# Parting tool from a jointer blade



## barry richardson (Feb 4, 2016)

I mentioned in another thread that jointer blades made great parting tools, so while I was snapping pics this evening I took a picture of one I just made. Bubinga handle. My other one is getting kinda short. The steel on these is harder than regular turning tools, which means it might snap rather than bend, but I have never had a problem, and I have abused it pretty hard, it takes and holds a very sharp edge. The handle is 2 pieces, I dado a shallow groove in each side to accept the tang portion (about 2") for a nice tight fit, then clamp together with epoxy, or in this case, JB weld. Then I round the handle over on the router, take it to the belt sander to smooth out any other corners,then done. My first one stayed completely solid... Oh yea, you have to grind off the edge of the blade too....

Reactions: Like 3 | Way Cool 3


----------



## ripjack13 (Feb 4, 2016)

Cool tool. Dema had a video on making one. Very informative. And @Bean_counter is looking to make one too....

Reactions: Like 1


----------



## Jim Beam (Feb 4, 2016)

How thick is it? I would like to have a 1/16" parting tool.


----------



## ripjack13 (Feb 4, 2016)

Jim Beam said:


> How thick is it? I would like to have a 1/16" parting tool.



Use a sawzall blade. Those are good n solid. And they come cheap! Try the metal cutting blades....


----------



## ripjack13 (Feb 4, 2016)

ripjack13 said:


> Cool tool. Dema had a video on making one. Very informative. And @Bean_counter is looking to make one too....

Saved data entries

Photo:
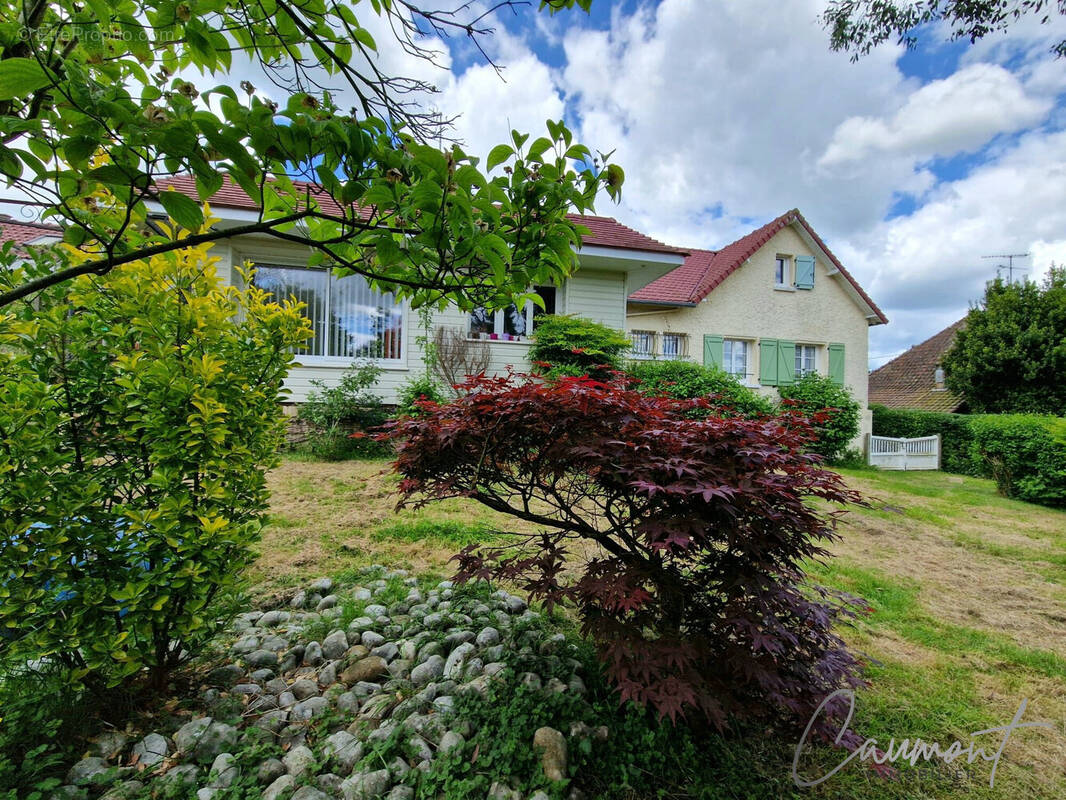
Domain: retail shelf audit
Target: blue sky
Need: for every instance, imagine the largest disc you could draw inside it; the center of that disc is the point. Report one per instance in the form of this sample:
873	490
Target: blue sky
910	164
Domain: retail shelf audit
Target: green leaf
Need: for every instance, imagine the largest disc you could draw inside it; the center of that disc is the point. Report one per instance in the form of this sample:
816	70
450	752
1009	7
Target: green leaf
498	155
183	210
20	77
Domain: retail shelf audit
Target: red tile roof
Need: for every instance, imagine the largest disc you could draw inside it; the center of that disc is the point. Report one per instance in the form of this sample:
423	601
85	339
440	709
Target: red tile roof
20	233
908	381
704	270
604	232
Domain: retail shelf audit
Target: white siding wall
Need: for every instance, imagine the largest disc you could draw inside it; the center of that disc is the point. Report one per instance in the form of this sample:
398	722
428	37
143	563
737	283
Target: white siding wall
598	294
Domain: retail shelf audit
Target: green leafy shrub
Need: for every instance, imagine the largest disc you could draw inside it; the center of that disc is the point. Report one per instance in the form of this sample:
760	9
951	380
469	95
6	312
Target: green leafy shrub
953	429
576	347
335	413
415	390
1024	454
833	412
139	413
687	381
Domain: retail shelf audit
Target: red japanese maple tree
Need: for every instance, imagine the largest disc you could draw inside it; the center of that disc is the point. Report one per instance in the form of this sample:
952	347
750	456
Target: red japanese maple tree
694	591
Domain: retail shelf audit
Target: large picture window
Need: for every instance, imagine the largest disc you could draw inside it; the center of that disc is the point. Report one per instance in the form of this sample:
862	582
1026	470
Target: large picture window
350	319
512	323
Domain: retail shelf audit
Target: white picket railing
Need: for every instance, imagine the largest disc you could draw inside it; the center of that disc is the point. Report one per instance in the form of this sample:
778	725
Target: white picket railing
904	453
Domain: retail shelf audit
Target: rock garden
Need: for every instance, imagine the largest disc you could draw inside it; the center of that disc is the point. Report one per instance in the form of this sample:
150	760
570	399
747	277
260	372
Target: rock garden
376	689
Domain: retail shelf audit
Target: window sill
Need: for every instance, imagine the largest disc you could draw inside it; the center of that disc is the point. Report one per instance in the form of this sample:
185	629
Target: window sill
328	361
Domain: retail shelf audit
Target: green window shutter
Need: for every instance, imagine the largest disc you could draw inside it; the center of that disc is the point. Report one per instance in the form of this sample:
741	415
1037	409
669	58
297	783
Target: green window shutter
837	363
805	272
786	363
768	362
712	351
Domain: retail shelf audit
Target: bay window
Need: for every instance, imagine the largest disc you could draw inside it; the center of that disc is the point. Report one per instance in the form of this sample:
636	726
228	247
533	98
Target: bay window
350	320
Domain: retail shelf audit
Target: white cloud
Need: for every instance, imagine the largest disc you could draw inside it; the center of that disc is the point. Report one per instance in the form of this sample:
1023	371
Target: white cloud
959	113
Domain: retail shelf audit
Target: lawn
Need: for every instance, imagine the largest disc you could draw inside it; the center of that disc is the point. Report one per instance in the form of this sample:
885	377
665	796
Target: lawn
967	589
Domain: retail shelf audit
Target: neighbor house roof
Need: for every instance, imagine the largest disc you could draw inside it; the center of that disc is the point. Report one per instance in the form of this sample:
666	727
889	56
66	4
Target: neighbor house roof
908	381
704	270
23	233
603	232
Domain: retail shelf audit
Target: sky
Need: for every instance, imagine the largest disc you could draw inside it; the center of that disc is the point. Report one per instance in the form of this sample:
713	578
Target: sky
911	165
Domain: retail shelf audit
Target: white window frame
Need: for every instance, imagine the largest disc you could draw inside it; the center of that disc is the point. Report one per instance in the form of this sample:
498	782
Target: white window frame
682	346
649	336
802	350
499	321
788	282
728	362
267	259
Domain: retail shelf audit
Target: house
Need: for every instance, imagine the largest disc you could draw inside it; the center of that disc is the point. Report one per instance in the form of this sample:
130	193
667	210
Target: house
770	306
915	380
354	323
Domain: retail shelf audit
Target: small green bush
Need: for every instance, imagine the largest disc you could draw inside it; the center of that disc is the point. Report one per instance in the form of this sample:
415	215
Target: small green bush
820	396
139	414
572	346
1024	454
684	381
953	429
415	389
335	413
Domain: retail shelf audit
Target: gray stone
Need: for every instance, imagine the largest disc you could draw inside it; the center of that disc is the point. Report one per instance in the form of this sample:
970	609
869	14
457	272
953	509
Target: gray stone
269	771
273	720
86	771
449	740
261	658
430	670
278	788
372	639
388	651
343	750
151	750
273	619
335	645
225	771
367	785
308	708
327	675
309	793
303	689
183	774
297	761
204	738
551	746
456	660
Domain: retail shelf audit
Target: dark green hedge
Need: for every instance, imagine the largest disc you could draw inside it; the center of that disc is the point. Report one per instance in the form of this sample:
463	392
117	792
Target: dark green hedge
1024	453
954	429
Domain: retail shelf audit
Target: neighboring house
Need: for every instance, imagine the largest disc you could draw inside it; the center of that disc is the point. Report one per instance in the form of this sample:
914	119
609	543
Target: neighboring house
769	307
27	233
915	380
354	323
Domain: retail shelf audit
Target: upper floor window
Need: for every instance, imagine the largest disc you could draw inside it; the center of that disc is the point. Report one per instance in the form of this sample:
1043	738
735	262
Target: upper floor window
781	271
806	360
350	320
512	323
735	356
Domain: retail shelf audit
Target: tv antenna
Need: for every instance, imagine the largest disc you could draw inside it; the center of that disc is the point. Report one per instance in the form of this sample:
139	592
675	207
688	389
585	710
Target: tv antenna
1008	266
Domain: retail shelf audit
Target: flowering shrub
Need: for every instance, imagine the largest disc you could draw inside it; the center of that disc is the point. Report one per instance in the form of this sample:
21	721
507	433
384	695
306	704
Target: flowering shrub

Work to do »
(a) In the jointer-blade thread, how long is the tang portion that fits into the grooves of the handle?
(b) Say whether each statement agrees with the jointer-blade thread, quoting the words that decide it: (i) The two handle pieces on the new tool were joined with JB Weld. (ii) The steel in jointer blades is softer than that of regular turning tools. (iii) One reply recommends a sawzall blade for a thin parting tool.
(c) Pick up the jointer-blade thread after its last line and continue it.
None of the saved data is needed here.

Final answers »
(a) About 2 inches.

(b)
(i) Yes: "clamp together with epoxy, or in this case, JB weld"
(ii) No: "The steel on these is harder than regular turning tools"
(iii) Yes: "Use a sawzall blade. Those are good n solid."

(c)
Man...I'm such a dolt. I coulda swore it said marking tool from jointer blade. Derp...


----------



## gman2431 (Feb 7, 2016)

Very nice. I got a couple I made from old planet blades that work great also. 

I still need to get the old ones out and sent to @Bean_counter. Haven't forgot man!

Reactions: Thank You! 1


----------



## robert flynt (Feb 7, 2016)

Barry, I have a friend who makes and sell some of the finest turning tools, with exotic wood handles, you can get. His Fred Messer.


----------



## Tim Carter (Feb 8, 2016)

Looks good! I'd suggest you add a ferrule to strengthen it, especially with a 2-part handle.


----------



## barry richardson (Feb 8, 2016)

Tim Carter said:


> Looks good! I'd suggest you add a ferrule to strengthen it, especially with a 2-part handle.


Thanks Tim, a ferrule is not necessary with this design, I've had parting tools with ferrules fail and come out of their sockets, get loose and sloppy, etc, I have an old one with this design that I have put through the wringer and it is still rock solid, the metal would break before the handle would.....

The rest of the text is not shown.